取り組む課題:
(a) 書道と現代美術についての文章で、筆者が良さを感じられると述べている画家の名前をすべて挙げてください。
(b) 書道と現代美術をめぐる文章を、最後の文の続きから書き進めてください。

本文の抜粋:
******************************

だれにでも素晴らしくあらねばならないことはないんじゃないですかねぇ・・・。 たとえば・・・書道ですが、全然読めないように崩して書いてる書もあります が、学があると読めますし、やっている人はよしあしがわかるそうです。 (私は学がないので漢詩なんてあんまり知らないし、崩されても読めません) でも私達日本人(東洋人って言ったほうが良いか)なんかは書に関して たいして知識はなくっても、どこがいいんだ?なんてそんないわない でしょ?権威あるものだしその道の人はそれなりに尊敬されてますよね。 古い書には何百万って値段付くし。 海外だと書道はアクションペインティングみたいにとらえられている ようですよ。書く(描く?)という行為と表現することと意味を内包 して融合しているかららしいですが。 でもなんの予備知識もなかったらなんだコレ?っていうんじゃない でしょうか。コレが何万ドル?アタマオカシイダロ・・・って思われて いるかも。 現代美術はいつの頃からかタブロー上のものよりもその後ろにある 情報のほうが重要になってきていますね。絵に驚嘆するというより 情報を味わっているようなそんな様な感じです。 つまりヲタク的な世界なんだと思いますよ。全部とは言わないですけ どね。フランスでヲタク文化が受け入れられているなのはなんか皮肉 ですねぇ。ヲタを前面に出してある現代作家もいたっけ。 ただピカソやブラックやファン・グリスのキュビズムやポロックの 良さはなんとなくですがわたしは感じることは出来ます。 まさに書の勢いだとか墨の色だとか滲みのなかの要素に似ています。 抽象とはそういう要素を探す楽しさはありますね。 意味や具体的な形がわからなくても私達は良さを感じようとしている はずですなんです。カーテンや壁紙やTシャツの柄を吟味している感覚 や、いい形の石ころを選ぶのが出来るのはまさにそれ。 (そういえば、ポロックと書道とインディアンの砂絵を比較して いた解説していた批評があったような・・・。) でもわからないで一向に構わないと思いますねぇ美術ヲタクがまた意味 わかんねえことほざいてるなぁw なくらいで全然かまわないと私は思います。
お礼
ありがとうごさいます。 さいごのお言葉には正直感銘を受けました。 書のよさには、別に文句はありません(笑)。石川先生の「エクリチュール」理論は全面的に同意いたします(笑)。ほんと、敷居の高いウナックの「井上有一」展にわざわざいったこともありますから(スノッブ根性からだったかもしれませんが)。 「背後の情報」っていうやつが何なのよ、です。 絵は所詮売れてなんぼのものなんでしょうけど、それを知的に分かるだの分からないだのいってるほうが野暮なのかもしれません。 でも、ご存じのとおり、いくら偉い先生の絵でもつまらない絵は高い値がつかないのも現実です。もすこし吟味できないものですか。くだらない絵はくだらないと。 「美術ヲタクがまた意味わかんねえことほざいてるなぁ」 これでいい、とは名言ですね。ほんと、めにあまります、そういう言説が多い、多すぎです。それをありがたがる言説も。なんで作家のやりたい放題を「分かってあげなくてはならないの」です。「分かる必要もないのだ」という視点をもつ美術本はなぜないのか、というのが私のそもそもの疑念だったんです。

******************************

提供データ:

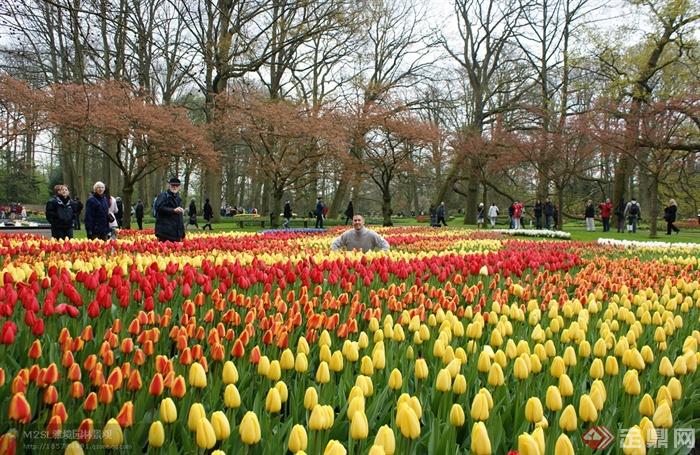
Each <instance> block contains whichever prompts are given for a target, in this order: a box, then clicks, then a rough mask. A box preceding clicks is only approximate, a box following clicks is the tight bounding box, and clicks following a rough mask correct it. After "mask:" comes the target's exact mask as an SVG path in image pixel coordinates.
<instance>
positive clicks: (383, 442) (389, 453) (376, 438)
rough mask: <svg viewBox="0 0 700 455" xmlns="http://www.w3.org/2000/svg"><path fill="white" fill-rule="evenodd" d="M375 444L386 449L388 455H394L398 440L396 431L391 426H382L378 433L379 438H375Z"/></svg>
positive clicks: (385, 453)
mask: <svg viewBox="0 0 700 455" xmlns="http://www.w3.org/2000/svg"><path fill="white" fill-rule="evenodd" d="M374 444H375V445H377V446H380V447H382V448H383V449H384V453H385V454H386V455H394V452H395V451H396V439H395V438H394V431H393V430H392V429H391V427H390V426H389V425H382V426H381V427H379V431H377V436H375V437H374Z"/></svg>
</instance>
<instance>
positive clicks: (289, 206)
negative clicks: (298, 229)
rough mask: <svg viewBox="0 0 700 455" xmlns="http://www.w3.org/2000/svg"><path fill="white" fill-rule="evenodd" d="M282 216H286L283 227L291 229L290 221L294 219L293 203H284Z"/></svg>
mask: <svg viewBox="0 0 700 455" xmlns="http://www.w3.org/2000/svg"><path fill="white" fill-rule="evenodd" d="M282 217H283V218H284V223H283V225H282V226H283V227H284V228H285V229H289V222H290V221H291V219H292V203H291V202H289V201H287V202H285V203H284V210H283V211H282Z"/></svg>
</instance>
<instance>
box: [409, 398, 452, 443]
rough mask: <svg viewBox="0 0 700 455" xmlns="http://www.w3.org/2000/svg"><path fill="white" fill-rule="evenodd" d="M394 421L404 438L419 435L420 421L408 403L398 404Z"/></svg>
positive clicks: (413, 438) (416, 435) (419, 435)
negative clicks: (397, 410) (395, 421)
mask: <svg viewBox="0 0 700 455" xmlns="http://www.w3.org/2000/svg"><path fill="white" fill-rule="evenodd" d="M448 390H449V389H448ZM396 423H397V424H398V426H399V429H400V430H401V434H402V435H403V436H404V437H405V438H407V439H416V438H418V437H419V436H420V422H419V420H418V416H417V415H416V413H415V412H414V411H413V408H411V407H410V406H409V405H408V404H405V403H404V404H401V405H399V409H398V412H397V414H396Z"/></svg>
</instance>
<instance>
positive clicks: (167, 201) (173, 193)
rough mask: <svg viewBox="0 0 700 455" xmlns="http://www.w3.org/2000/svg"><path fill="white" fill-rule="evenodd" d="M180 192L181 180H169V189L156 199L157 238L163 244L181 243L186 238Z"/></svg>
mask: <svg viewBox="0 0 700 455" xmlns="http://www.w3.org/2000/svg"><path fill="white" fill-rule="evenodd" d="M179 191H180V179H178V178H177V177H173V178H171V179H170V180H168V189H167V190H166V191H163V192H162V193H160V195H159V196H158V199H156V204H155V205H156V237H157V238H158V240H159V241H161V242H168V241H170V242H181V241H182V239H184V238H185V222H184V219H183V214H184V213H185V209H184V208H182V199H180V195H179V194H178V192H179Z"/></svg>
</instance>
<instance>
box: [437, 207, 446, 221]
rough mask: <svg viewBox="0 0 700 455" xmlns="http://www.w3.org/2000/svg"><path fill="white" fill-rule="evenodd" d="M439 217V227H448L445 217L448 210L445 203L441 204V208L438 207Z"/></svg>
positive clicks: (438, 212)
mask: <svg viewBox="0 0 700 455" xmlns="http://www.w3.org/2000/svg"><path fill="white" fill-rule="evenodd" d="M437 215H438V222H437V224H438V226H440V225H441V224H442V225H444V226H447V221H445V216H447V209H446V208H445V202H444V201H443V202H441V203H440V206H438V210H437Z"/></svg>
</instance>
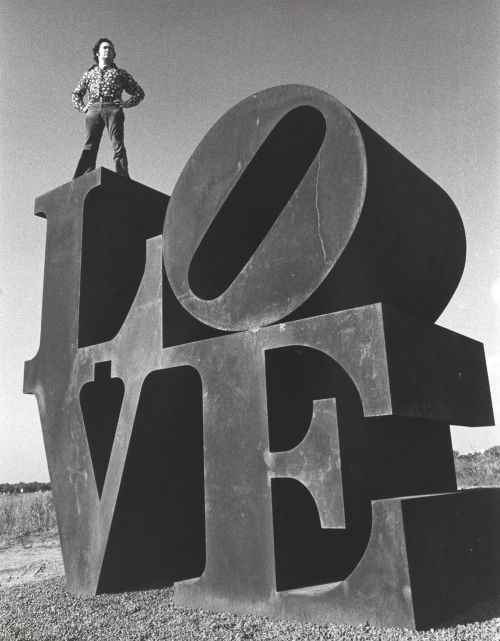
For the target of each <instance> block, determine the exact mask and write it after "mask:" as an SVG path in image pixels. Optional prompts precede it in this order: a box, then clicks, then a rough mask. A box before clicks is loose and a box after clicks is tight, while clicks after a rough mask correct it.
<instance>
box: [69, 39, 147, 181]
mask: <svg viewBox="0 0 500 641" xmlns="http://www.w3.org/2000/svg"><path fill="white" fill-rule="evenodd" d="M92 52H93V54H94V60H95V63H96V64H94V65H92V67H90V69H88V70H87V71H86V72H85V73H84V74H83V76H82V78H81V80H80V82H79V83H78V85H77V87H76V89H75V90H74V91H73V94H72V97H71V100H72V102H73V104H74V105H75V107H76V108H77V109H78V111H81V112H82V113H85V129H86V133H87V136H86V138H85V144H84V146H83V151H82V155H81V156H80V160H79V161H78V165H77V167H76V171H75V175H74V176H73V178H78V176H81V175H82V174H86V173H88V172H89V171H92V170H93V169H95V164H96V159H97V152H98V150H99V143H100V142H101V136H102V132H103V131H104V127H106V129H107V130H108V134H109V137H110V139H111V145H112V147H113V151H114V156H113V158H114V161H115V168H116V172H117V173H118V174H121V175H122V176H126V177H127V178H128V177H129V174H128V161H127V152H126V150H125V145H124V143H123V123H124V120H125V116H124V113H123V109H127V108H128V107H134V106H135V105H137V104H138V103H139V102H140V101H141V100H142V99H143V98H144V91H143V90H142V89H141V88H140V87H139V85H138V84H137V83H136V81H135V80H134V79H133V78H132V76H131V75H130V74H129V73H127V72H126V71H125V69H119V68H118V67H117V66H116V65H115V64H114V59H115V57H116V51H115V48H114V45H113V43H112V42H111V40H110V39H109V38H100V39H99V40H98V41H97V42H96V44H95V46H94V48H93V49H92ZM123 90H125V91H126V92H127V93H128V94H130V98H129V99H128V100H126V101H123V100H122V91H123ZM87 91H88V92H89V102H88V103H87V104H86V105H85V104H84V102H83V97H84V95H85V93H86V92H87Z"/></svg>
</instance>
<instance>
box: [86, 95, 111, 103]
mask: <svg viewBox="0 0 500 641" xmlns="http://www.w3.org/2000/svg"><path fill="white" fill-rule="evenodd" d="M115 100H116V98H110V97H109V96H99V98H93V99H92V100H91V101H90V102H91V103H92V104H94V103H97V102H114V101H115Z"/></svg>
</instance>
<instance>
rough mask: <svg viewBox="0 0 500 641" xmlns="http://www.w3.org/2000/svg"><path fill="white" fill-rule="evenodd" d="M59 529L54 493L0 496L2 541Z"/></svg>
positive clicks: (5, 495) (19, 537)
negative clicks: (54, 508)
mask: <svg viewBox="0 0 500 641" xmlns="http://www.w3.org/2000/svg"><path fill="white" fill-rule="evenodd" d="M56 527H57V523H56V514H55V510H54V502H53V499H52V492H34V493H30V494H0V541H1V542H2V543H4V544H5V543H7V542H8V541H9V540H11V539H16V538H20V537H25V536H32V535H36V534H42V533H44V532H50V531H53V530H55V529H56Z"/></svg>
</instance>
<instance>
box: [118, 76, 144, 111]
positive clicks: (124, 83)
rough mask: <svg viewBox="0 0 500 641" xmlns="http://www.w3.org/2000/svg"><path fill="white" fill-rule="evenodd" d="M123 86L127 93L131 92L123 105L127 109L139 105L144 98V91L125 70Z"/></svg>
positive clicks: (123, 102) (122, 101) (123, 77)
mask: <svg viewBox="0 0 500 641" xmlns="http://www.w3.org/2000/svg"><path fill="white" fill-rule="evenodd" d="M122 73H123V88H124V89H125V91H126V92H127V93H129V94H130V98H129V99H128V100H124V101H122V102H121V106H122V107H124V108H125V109H127V108H128V107H135V105H138V104H139V103H140V102H141V100H142V99H143V98H144V91H143V90H142V88H141V87H139V85H138V84H137V82H136V81H135V80H134V79H133V78H132V76H131V75H130V74H129V73H128V71H125V70H123V71H122Z"/></svg>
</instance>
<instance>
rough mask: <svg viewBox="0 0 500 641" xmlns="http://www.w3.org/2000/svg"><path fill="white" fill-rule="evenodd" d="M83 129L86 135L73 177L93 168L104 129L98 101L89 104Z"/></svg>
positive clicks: (100, 107)
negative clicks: (89, 104)
mask: <svg viewBox="0 0 500 641" xmlns="http://www.w3.org/2000/svg"><path fill="white" fill-rule="evenodd" d="M85 129H86V132H87V136H86V138H85V144H84V145H83V151H82V155H81V156H80V160H79V161H78V165H77V166H76V170H75V175H74V176H73V178H78V176H82V175H83V174H88V173H89V171H92V170H93V169H95V163H96V159H97V152H98V151H99V143H100V142H101V136H102V132H103V131H104V120H103V119H102V116H101V105H100V104H99V103H96V104H95V105H91V106H90V107H89V110H88V111H87V113H86V114H85Z"/></svg>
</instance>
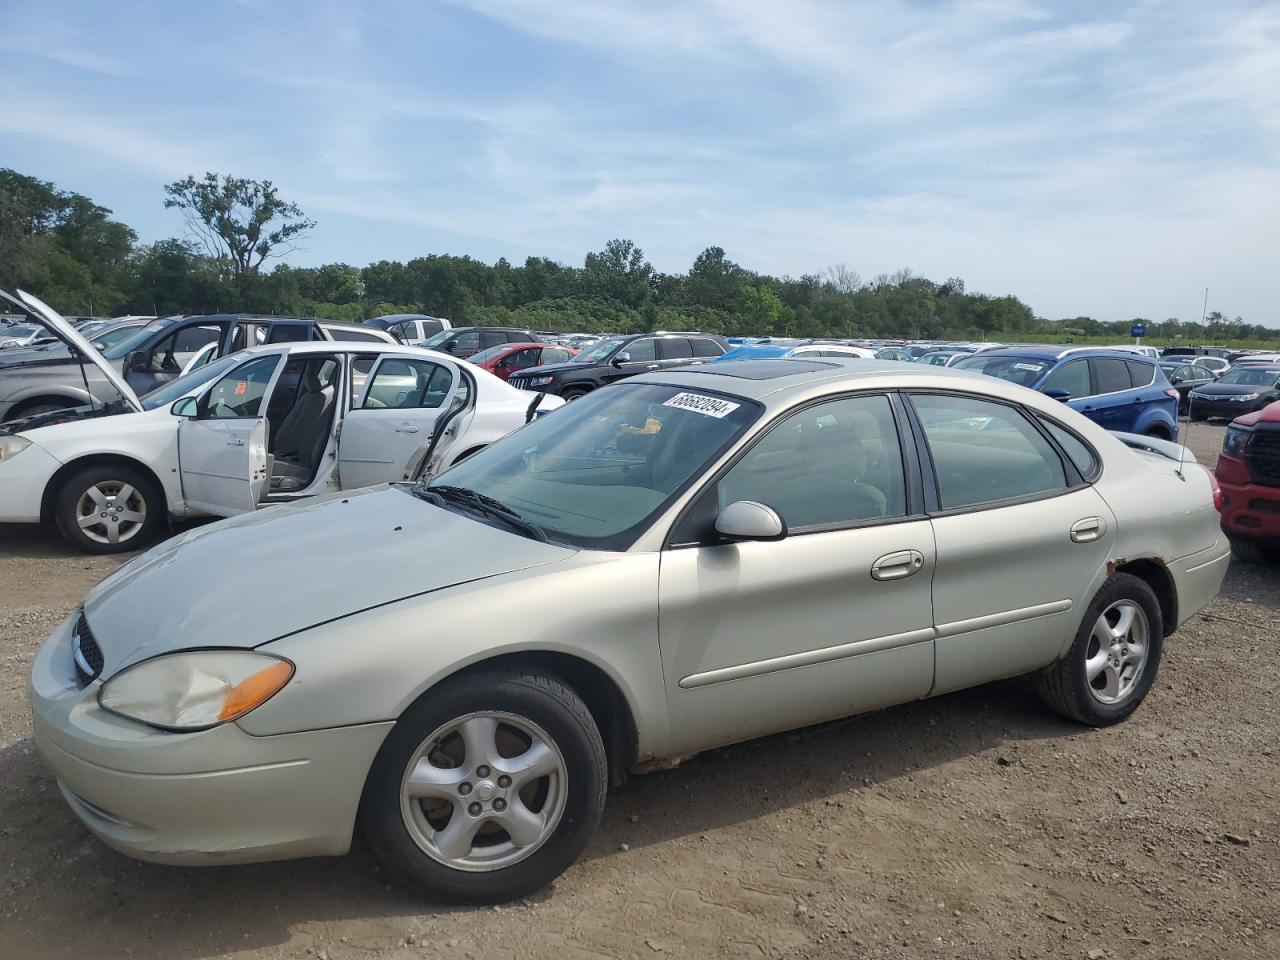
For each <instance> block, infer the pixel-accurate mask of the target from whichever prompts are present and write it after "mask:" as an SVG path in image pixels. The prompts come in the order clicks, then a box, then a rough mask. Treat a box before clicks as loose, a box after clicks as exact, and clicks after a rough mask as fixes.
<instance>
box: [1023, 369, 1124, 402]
mask: <svg viewBox="0 0 1280 960" xmlns="http://www.w3.org/2000/svg"><path fill="white" fill-rule="evenodd" d="M1125 383H1126V384H1128V383H1129V378H1128V376H1126V378H1125ZM1041 389H1042V390H1046V392H1047V390H1066V392H1068V393H1069V394H1071V396H1070V399H1079V398H1080V397H1091V396H1093V388H1092V385H1091V384H1089V362H1088V361H1087V360H1073V361H1069V362H1066V364H1062V366H1060V367H1059V369H1057V370H1055V371H1053V372H1052V374H1050V375H1048V379H1047V380H1044V385H1043V387H1041Z"/></svg>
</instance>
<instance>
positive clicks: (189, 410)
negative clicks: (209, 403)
mask: <svg viewBox="0 0 1280 960" xmlns="http://www.w3.org/2000/svg"><path fill="white" fill-rule="evenodd" d="M198 410H200V406H198V404H197V403H196V398H195V397H183V398H182V399H177V401H174V402H173V406H172V407H169V412H170V413H173V415H174V416H175V417H193V416H196V413H197V412H198Z"/></svg>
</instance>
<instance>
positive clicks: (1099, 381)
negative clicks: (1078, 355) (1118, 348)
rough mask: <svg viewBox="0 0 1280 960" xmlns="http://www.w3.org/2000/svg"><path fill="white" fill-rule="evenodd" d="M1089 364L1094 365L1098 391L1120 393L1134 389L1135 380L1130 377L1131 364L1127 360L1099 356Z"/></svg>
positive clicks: (1112, 392)
mask: <svg viewBox="0 0 1280 960" xmlns="http://www.w3.org/2000/svg"><path fill="white" fill-rule="evenodd" d="M1089 364H1091V365H1092V366H1093V378H1094V380H1097V385H1098V393H1119V392H1120V390H1132V389H1133V380H1130V379H1129V365H1128V364H1126V362H1125V361H1123V360H1111V358H1110V357H1105V358H1103V357H1098V358H1096V360H1091V361H1089Z"/></svg>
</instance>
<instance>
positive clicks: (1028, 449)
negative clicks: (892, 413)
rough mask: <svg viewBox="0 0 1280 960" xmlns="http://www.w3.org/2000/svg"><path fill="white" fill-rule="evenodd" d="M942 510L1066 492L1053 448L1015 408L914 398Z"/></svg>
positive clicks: (932, 399)
mask: <svg viewBox="0 0 1280 960" xmlns="http://www.w3.org/2000/svg"><path fill="white" fill-rule="evenodd" d="M911 406H913V407H914V408H915V413H916V416H918V417H919V420H920V426H923V428H924V439H925V442H927V443H928V448H929V458H931V460H932V462H933V474H934V477H936V480H937V488H938V500H940V502H941V504H942V509H961V508H964V507H977V506H980V504H984V503H997V502H1000V500H1009V499H1015V498H1024V497H1036V495H1047V494H1052V493H1057V492H1059V490H1064V489H1066V468H1065V467H1064V466H1062V460H1061V458H1060V457H1059V454H1057V452H1056V451H1055V449H1053V447H1052V445H1051V444H1050V443H1048V440H1046V439H1044V436H1043V435H1042V434H1041V433H1039V430H1037V429H1036V428H1034V426H1033V425H1032V422H1030V421H1029V420H1027V417H1024V416H1023V415H1021V413H1020V412H1019V411H1018V410H1016V408H1014V407H1007V406H1005V404H1004V403H992V402H989V401H983V399H975V398H973V397H950V396H932V394H929V396H915V397H911Z"/></svg>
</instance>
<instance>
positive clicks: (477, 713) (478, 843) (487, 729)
mask: <svg viewBox="0 0 1280 960" xmlns="http://www.w3.org/2000/svg"><path fill="white" fill-rule="evenodd" d="M564 801H566V764H564V758H563V755H562V754H561V751H559V748H557V746H556V742H554V741H553V740H552V739H550V737H549V736H548V735H547V732H545V731H543V730H541V727H539V726H538V724H535V723H532V722H531V721H529V719H526V718H524V717H517V716H515V714H511V713H500V712H480V713H470V714H467V716H465V717H460V718H457V719H453V721H449V722H448V723H445V724H443V726H442V727H439V728H436V730H435V731H434V732H433V733H431V735H430V736H428V737H426V740H425V741H424V742H422V745H421V746H420V748H419V749H417V750H416V751H415V753H413V754H412V756H411V758H410V762H408V764H407V765H406V769H404V776H403V780H402V782H401V815H402V817H403V819H404V827H406V828H407V831H408V833H410V836H411V837H412V838H413V842H415V844H417V846H419V847H420V849H421V850H422V851H424V852H425V854H428V855H429V856H430V858H433V859H434V860H438V861H439V863H442V864H444V865H445V867H451V868H453V869H458V870H468V872H486V870H497V869H500V868H504V867H511V865H512V864H516V863H520V861H521V860H524V859H526V858H527V856H530V855H532V852H534V851H535V850H538V847H540V846H541V845H543V844H544V842H545V841H547V838H548V837H550V836H552V833H554V832H556V827H557V826H558V824H559V820H561V817H562V814H563V813H564Z"/></svg>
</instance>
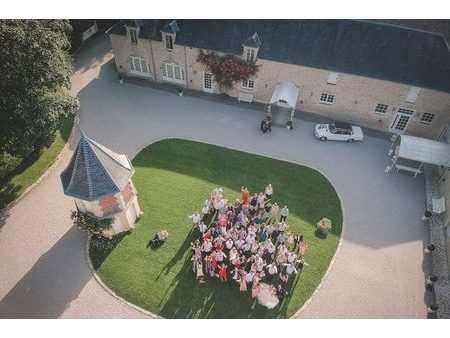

******************************

演習の結果:
(a) ピカソ、ブラック、ファン・グリス、ポロック

(b)
芸術や娯楽は、脳を刺激して、テンションを上げる物と、脳を休ませて、心を癒す物に、分類できる見たいです。脳を刺激するものは、現代絵画、現代音楽のように、不調和、不協和音を強調します。これは脳の自我意識の、欲求に答えてるので、自我が強くなります。だから自然を排除して、人工的な物になります。理由は、脳と自我と、自然は、対立してるからです。他方、脳を休ませて、心を癒す物は、自然の無我意識の欲求に答えています。調和、協和音が強調されます。自然の情緒が多くなり、心が癒され、無我を体験出来ます。日本の伝統絵画、文化のすべてがこれです。
お礼
ありがとうございます。 「脳と自我」との切り口には恐れ入りました。 養老先生の唯脳論を思い出しました。 この理論でいけば、「脳の自我意識」が「自然」と化している人には「現代絵画(音楽)」こそが(「テンションを上げる」どころか)「癒し」であり「無我」の境地であるということになりそうですね。 そこまで人の脳は「(脳自体のもつい)身体性」を還元しうるものでしょうか。 わたしが現代美術から逃げだしたいと思ったわけが少しわかるような気もします。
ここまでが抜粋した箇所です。